**Stated exercise A**
Summarize the forum exchange about Unicode and bytes in three sentences.
**Stated exercise B**
Write out the stretch of the forum exchange about Unicode and bytes from "I have tried" through "transalatable into ASCII.".
**Stated exercise C**
Continue the forum exchange about Unicode and bytes from the point where it stops.

**Text block**
*****
I have tried with ByteArrayOutputStream with no success.
deceze over 10 years

What are "Unicode characters other than UTF-8"? How can a Unicode/UTF-8 character be "stuffed into a byte"? I don't know if you mean the right thing and are not expressing it clearly enough, but that reads mostly wrong.
jmq over 10 years

If you use a different unicode character set in the string "str" other than UTF-8, this code may not work. UTF-8 is still using 8 bits, where other unicode character sets may (probably) use more than 8 bits (all 16 bits instead). joelonsoftware.com/articles/Unicode.html
Stephan over 10 years

Obviously, in general case, this code is not enough. But in my case, the input is guaranteed to be fully transalatable into ASCII.
*****
**Provided material**
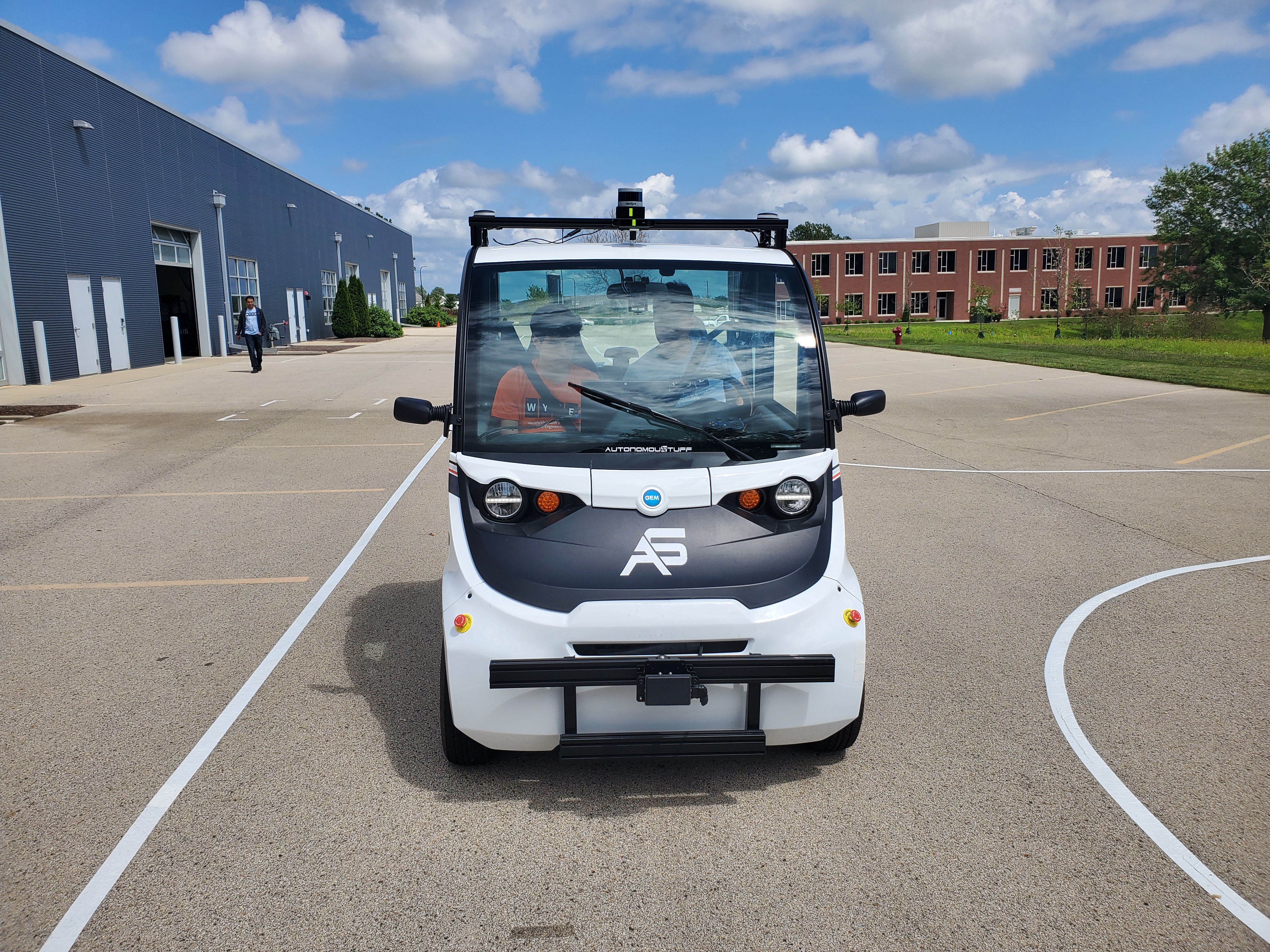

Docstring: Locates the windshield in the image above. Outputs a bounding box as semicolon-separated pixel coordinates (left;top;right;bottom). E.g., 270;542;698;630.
464;259;824;458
*****
**Exercise response A**
The exchange opens with a note that trying ByteArrayOutputStream did not succeed, and deceze then asks what "Unicode characters other than UTF-8" are and how such a character could be stuffed into a byte. jmq replies that the code may not work if the string uses a Unicode character set other than UTF-8, because UTF-8 uses 8 bits while other sets may use more. Stephan grants that the code is not enough in general but says that in this case the input is guaranteed to be fully translatable into ASCII.

**Exercise response B**
I have tried with ByteArrayOutputStream with no success.
deceze over 10 years

What are "Unicode characters other than UTF-8"? How can a Unicode/UTF-8 character be "stuffed into a byte"? I don't know if you mean the right thing and are not expressing it clearly enough, but that reads mostly wrong.
jmq over 10 years

If you use a different unicode character set in the string "str" other than UTF-8, this code may not work. UTF-8 is still using 8 bits, where other unicode character sets may (probably) use more than 8 bits (all 16 bits instead). joelonsoftware.com/articles/Unicode.html
Stephan over 10 years

Obviously, in general case, this code is not enough. But in my case, the input is guaranteed to be fully transalatable into ASCII.

**Exercise response C**
deceze over 10 years

@jmq Do you mean if the source code is encoded in a different character set than UTF-8 (which I don't think matters in Java)? Because, while I don't really know Java, those look like Unicode code points, not UTF-8 specific bytes. kunststube.net/encoding
deceze over 10 years

@jmq Hmm, your corrected statement makes more sense, but UTF-8 will use more than one byte for non-ASCII characters. This one happens to work because the text is basically just ASCII, but it'll fail for cases that actually contain "Unicode characters" (i.e. non-ASCII characters).